### Supplied entries ###

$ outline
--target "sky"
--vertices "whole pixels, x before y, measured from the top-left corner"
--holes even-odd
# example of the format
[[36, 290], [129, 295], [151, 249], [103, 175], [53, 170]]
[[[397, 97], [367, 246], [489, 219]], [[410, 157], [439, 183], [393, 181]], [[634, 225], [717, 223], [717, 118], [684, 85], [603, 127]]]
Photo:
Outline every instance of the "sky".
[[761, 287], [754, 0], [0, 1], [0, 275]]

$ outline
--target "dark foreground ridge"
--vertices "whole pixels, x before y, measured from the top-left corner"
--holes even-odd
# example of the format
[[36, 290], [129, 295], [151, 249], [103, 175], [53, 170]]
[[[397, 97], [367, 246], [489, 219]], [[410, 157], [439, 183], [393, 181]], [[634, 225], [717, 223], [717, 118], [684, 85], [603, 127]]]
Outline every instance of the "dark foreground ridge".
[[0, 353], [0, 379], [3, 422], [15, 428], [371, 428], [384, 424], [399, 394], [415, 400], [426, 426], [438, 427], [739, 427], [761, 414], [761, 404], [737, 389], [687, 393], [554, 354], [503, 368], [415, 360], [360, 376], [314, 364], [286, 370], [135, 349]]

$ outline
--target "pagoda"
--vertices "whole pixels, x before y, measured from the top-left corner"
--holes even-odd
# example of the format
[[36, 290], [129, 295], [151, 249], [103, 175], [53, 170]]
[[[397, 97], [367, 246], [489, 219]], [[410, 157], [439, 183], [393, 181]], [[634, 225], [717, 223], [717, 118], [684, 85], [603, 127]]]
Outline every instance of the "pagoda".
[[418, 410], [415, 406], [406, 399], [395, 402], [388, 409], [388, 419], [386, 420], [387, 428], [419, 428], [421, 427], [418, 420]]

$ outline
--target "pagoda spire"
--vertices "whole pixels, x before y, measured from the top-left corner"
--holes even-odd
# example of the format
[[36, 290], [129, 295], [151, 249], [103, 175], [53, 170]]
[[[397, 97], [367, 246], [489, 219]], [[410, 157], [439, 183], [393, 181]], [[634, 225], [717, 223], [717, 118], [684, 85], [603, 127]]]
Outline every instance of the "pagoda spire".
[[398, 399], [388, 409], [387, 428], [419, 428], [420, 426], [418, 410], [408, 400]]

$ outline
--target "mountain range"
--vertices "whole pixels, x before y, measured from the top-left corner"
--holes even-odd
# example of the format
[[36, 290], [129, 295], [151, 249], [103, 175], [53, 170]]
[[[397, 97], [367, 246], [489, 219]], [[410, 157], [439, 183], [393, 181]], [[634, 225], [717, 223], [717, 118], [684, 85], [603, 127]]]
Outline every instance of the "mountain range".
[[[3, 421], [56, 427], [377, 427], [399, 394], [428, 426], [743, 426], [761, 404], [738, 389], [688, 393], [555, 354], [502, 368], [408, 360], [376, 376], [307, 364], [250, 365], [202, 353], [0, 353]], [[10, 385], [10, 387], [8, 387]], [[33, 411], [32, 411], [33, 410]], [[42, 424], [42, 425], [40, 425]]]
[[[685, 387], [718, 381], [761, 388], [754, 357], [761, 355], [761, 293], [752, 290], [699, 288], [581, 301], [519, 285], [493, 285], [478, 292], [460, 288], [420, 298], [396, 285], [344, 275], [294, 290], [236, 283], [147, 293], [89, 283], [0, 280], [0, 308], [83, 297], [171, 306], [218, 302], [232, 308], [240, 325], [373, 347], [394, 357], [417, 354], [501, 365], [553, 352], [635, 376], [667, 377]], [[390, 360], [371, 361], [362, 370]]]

###

The request: Shift the records from the start up to and including the line with "410], [408, 400]]", and reproduce those lines in full with the requests, adding 39 to every coordinate in the answers and leaving the requests and their format samples unchanged.

Answer below:
$ outline
--target "sky"
--vertices "whole pixels, x before y, measured from the top-left corner"
--holes even-odd
# example of the format
[[36, 290], [129, 295], [151, 249], [103, 175], [53, 170]]
[[[397, 97], [367, 246], [489, 219]], [[410, 157], [439, 183], [393, 181]], [[634, 225], [717, 223], [717, 118], [684, 85], [603, 127]]]
Photo:
Outline every instance of the "sky".
[[800, 326], [793, 39], [39, 40], [39, 314]]

$ outline
--target "dark foreground ridge"
--vertices "whole pixels, x before y, measured from the top-left corner"
--holes even-odd
# example of the format
[[36, 290], [129, 295], [151, 249], [103, 175], [53, 170]]
[[[397, 97], [367, 246], [489, 219]], [[410, 157], [439, 183], [393, 181]], [[634, 225], [717, 223], [717, 118], [684, 85], [603, 127]]]
Outline every instance of the "dark foreground ridge".
[[39, 392], [39, 418], [42, 461], [54, 467], [410, 467], [423, 463], [438, 433], [454, 439], [465, 465], [477, 466], [778, 466], [800, 453], [800, 443], [776, 428], [726, 432], [593, 393], [542, 407], [454, 399], [399, 415], [353, 403], [325, 409], [174, 388]]

$ outline
--target "pagoda"
--vertices "whole pixels, x before y, measured from the top-left corner"
--holes even-odd
# example of the format
[[36, 290], [129, 295], [151, 249], [103, 175], [53, 170]]
[[[397, 97], [367, 246], [489, 219]], [[410, 157], [439, 183], [393, 181]], [[634, 225], [717, 223], [717, 118], [684, 85], [603, 127]]]
Outline every instance of the "pagoda".
[[457, 449], [454, 445], [445, 438], [434, 441], [427, 448], [427, 458], [425, 459], [426, 467], [458, 467], [460, 466], [457, 459]]

$ outline
--target "pagoda spire"
--vertices "whole pixels, x before y, measured from the top-left corner"
--holes even-odd
# example of the format
[[36, 290], [129, 295], [151, 249], [103, 175], [53, 170]]
[[[397, 97], [367, 246], [489, 219]], [[410, 157], [439, 183], [393, 181]], [[634, 225], [717, 223], [717, 118], [684, 85], [603, 127]]]
Outline every instance of the "pagoda spire".
[[437, 438], [427, 448], [426, 467], [458, 467], [459, 465], [457, 449], [447, 439]]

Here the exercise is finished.